- [TEXT]
= Maritime flag signalling =

Using maritime flags as a naval signal

Maritime flag signalling, generally flaghoist signalling, is the principal means other than radio by which ships communicate to each other or to shore (distinguished from flags showing nationality, ownership, or (for naval vessels) organizational status). Virtually all signalling by non-naval vessels is now organized under the International Code of Signals (whether by flaghoist, semaphore, signal lamp, or other means), which specifies a standard set of flags and codes. Naval vessels generally use an extended set of flags and their own codes. This article will touch on the historical development of maritime flag signalling.

== Early developments ==

In the early days of sail, the use of signals to communicate between ships was primitive, as seen by one admiral's instructions to his fleet in 1530:

Whensoever, and at all tymes the Admyrall doth shote of a pece of Ordnance, and set up his Banner of Council on Starrborde bottocke of his Shippe, everie shipps capten shall with spede go aborde the Admyrall to know his will.

By 1653, the Royal Navy had issued instructions by which an admiral could signal various orders by hoisting flags in various locations on his ship. Modern naval code signalling began with the invention of maritime signal flags in the mid-17th century by the then-Duke of York (subsequently James II of England) who was created Lord High Admiral after the Restoration. A ship's message had to be approved by the officer of the watch, and his system was augmented and changed in various ways over the following century. In 1790, Admiral Lord Howe issued a new signal book for a numerary system, using numeral flags to signal a number; the number indicated the message, not the mast from which the flags flew. Substitute flags were also instituted to indicate repeated numerals, and there was consideration of making the flags more distinct.

==French developments==
A numerical flag code using ten coloured flags was proposed by Bertrand-François Mahé de La Bourdonnais in 1738. Bourdonnais proposed hoisting the flags in groups of three, making a thousand possible messages that could be transmitted by reference to a code book. His idea was not taken up at the time, but it was noticed by Ignace Chappe, the brother of Claude Chappe. The Chappes developed an optical land telegraph which used a numerical code book with many thousands of messages.

In 1763, Sebastian Francisco de Bigot, the founder of the Académie de Marine in Brest, published Tactique Navale ou Traité des Evolutions et des Signaux. This was the first established system for coded flags with a defined protocol for using them. The code had 336 possible signals. De Bigot's book was published in England in 1767, but it was several decades before the Royal Navy developed their own system.

- [PROVIDED INFORMATION]
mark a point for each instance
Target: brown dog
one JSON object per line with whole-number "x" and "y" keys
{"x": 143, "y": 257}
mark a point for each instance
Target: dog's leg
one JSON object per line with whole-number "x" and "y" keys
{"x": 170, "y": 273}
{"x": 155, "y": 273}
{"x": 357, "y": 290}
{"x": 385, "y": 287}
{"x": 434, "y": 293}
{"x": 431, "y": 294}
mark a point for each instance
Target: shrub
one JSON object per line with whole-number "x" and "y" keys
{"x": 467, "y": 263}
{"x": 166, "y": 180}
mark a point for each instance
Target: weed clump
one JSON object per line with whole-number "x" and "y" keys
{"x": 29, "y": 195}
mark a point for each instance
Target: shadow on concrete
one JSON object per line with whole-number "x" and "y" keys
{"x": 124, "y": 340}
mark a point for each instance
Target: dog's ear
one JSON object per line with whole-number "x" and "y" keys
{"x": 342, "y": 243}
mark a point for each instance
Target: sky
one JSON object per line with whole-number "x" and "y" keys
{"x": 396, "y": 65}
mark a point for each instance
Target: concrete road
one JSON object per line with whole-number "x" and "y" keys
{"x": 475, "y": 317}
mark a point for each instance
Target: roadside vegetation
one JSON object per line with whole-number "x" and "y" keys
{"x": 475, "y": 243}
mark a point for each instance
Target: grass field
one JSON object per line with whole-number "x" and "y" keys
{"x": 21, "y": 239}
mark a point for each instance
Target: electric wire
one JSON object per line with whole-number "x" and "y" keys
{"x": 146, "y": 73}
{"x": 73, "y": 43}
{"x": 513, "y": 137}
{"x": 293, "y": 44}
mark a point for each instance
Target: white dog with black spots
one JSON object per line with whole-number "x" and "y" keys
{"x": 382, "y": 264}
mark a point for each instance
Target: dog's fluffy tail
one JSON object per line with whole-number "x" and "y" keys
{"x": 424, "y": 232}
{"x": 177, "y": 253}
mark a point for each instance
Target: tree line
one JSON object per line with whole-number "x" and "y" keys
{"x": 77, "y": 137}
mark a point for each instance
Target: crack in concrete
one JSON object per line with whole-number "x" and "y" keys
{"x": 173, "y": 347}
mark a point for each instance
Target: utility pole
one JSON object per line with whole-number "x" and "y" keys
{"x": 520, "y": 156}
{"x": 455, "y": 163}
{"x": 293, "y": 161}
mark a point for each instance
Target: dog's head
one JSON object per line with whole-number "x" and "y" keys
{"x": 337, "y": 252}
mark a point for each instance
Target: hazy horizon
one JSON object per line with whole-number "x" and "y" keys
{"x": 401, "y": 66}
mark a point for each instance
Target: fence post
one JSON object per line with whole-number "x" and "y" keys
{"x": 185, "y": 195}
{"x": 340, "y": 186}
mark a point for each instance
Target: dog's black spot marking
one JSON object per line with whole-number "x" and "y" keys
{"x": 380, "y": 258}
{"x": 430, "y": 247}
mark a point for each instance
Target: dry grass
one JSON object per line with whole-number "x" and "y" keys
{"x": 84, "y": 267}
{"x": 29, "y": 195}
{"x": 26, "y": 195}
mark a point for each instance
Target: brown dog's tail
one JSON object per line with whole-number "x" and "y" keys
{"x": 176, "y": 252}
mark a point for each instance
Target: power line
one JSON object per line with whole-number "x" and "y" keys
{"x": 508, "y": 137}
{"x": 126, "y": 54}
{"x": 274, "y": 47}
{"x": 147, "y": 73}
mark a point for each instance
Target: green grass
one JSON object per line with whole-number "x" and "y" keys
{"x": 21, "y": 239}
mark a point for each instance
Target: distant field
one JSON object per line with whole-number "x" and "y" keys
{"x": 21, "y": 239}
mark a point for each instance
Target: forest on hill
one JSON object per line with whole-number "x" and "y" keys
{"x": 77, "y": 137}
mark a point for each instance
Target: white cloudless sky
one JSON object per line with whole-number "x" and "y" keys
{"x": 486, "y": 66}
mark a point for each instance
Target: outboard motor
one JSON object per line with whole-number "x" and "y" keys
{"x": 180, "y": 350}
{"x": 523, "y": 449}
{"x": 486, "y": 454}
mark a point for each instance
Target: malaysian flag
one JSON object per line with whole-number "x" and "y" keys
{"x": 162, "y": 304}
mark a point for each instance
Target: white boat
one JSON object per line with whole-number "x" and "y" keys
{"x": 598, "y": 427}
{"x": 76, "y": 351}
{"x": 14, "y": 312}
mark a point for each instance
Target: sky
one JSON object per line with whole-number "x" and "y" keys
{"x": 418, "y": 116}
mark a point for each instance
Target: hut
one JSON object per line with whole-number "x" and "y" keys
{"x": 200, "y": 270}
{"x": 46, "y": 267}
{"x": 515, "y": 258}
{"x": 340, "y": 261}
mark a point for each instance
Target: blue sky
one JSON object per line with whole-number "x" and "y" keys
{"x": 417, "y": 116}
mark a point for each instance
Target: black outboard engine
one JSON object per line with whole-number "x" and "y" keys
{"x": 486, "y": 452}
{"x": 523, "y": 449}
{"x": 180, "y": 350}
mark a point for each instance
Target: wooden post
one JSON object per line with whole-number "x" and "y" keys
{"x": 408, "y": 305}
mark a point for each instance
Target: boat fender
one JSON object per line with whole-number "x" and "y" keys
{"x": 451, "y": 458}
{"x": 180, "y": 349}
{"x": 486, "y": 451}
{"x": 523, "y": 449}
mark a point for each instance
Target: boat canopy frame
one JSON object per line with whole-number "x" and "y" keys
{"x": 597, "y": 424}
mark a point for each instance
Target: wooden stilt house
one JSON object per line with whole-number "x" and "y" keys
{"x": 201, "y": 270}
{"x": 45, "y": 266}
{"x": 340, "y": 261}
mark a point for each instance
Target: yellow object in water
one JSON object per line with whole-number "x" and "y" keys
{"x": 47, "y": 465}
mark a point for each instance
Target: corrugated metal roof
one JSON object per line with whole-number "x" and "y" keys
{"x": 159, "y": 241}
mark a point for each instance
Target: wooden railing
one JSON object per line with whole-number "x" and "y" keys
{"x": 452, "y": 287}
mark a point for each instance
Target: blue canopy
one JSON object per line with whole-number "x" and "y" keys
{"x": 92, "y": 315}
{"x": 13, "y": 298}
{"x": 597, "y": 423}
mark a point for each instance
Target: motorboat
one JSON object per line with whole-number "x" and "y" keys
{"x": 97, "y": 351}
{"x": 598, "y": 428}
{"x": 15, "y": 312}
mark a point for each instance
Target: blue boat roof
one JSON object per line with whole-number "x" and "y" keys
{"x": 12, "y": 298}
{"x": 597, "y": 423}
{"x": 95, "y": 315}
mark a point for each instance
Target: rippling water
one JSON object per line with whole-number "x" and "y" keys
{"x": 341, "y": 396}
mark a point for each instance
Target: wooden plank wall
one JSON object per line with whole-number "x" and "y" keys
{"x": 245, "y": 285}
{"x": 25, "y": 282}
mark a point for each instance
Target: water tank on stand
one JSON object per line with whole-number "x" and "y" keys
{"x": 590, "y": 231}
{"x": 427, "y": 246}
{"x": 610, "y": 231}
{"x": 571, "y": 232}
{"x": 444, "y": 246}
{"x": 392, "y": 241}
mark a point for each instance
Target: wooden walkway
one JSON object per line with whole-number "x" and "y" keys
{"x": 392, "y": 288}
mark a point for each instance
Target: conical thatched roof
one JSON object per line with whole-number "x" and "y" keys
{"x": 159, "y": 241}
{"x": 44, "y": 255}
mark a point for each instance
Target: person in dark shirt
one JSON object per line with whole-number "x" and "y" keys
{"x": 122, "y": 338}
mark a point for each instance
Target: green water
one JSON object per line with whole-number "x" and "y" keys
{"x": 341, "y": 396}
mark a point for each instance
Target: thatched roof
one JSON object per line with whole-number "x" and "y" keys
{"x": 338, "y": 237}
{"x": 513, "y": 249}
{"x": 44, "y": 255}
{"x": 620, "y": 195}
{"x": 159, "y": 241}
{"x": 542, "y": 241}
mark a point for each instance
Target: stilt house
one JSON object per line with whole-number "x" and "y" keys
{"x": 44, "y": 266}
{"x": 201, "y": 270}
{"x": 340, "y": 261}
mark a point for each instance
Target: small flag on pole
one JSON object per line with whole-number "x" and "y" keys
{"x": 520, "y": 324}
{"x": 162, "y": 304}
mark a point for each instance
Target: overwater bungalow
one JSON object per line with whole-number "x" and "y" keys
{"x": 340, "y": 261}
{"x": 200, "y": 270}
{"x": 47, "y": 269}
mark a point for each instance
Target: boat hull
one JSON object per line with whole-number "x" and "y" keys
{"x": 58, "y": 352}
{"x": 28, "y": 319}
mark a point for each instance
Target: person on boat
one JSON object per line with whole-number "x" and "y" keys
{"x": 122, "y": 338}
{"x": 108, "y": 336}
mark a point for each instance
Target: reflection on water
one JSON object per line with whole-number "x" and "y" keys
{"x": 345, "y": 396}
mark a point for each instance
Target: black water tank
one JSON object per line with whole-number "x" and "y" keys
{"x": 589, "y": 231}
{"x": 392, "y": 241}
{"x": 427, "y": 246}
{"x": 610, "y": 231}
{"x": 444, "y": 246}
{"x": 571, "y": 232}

- [YOUR GOAL]
Name every person identified by name in the text on maritime flag signalling, in order of first mention.

- [TASK OUTPUT]
- James II of England (the then-Duke of York)
- Admiral Lord Howe
- Bertrand-François Mahé de La Bourdonnais
- Ignace Chappe
- Claude Chappe
- Sebastian Francisco de Bigot